Odszukaj w poniższych pozycjach każdy wiersz, w którym występuje ciąg „http”, i przepisz te wiersze w całości.

Zebrane dane:
┌────────

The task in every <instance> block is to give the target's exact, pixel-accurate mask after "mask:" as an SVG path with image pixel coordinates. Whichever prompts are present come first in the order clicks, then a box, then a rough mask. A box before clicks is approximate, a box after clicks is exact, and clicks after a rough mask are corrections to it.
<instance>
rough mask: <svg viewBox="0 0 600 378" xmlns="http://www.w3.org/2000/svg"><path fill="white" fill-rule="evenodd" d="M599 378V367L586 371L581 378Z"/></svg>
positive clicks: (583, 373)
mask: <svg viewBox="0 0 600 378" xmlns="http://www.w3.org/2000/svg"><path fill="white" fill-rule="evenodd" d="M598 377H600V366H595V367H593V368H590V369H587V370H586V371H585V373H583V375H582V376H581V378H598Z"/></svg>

└────────

▶ **Odpowiedź pisemna**
rough mask: <svg viewBox="0 0 600 378" xmlns="http://www.w3.org/2000/svg"><path fill="white" fill-rule="evenodd" d="M599 378V367L586 371L581 378Z"/></svg>
mask: <svg viewBox="0 0 600 378" xmlns="http://www.w3.org/2000/svg"><path fill="white" fill-rule="evenodd" d="M598 377H600V366H595V367H593V368H590V369H587V370H586V371H585V373H583V375H582V376H581V378H598Z"/></svg>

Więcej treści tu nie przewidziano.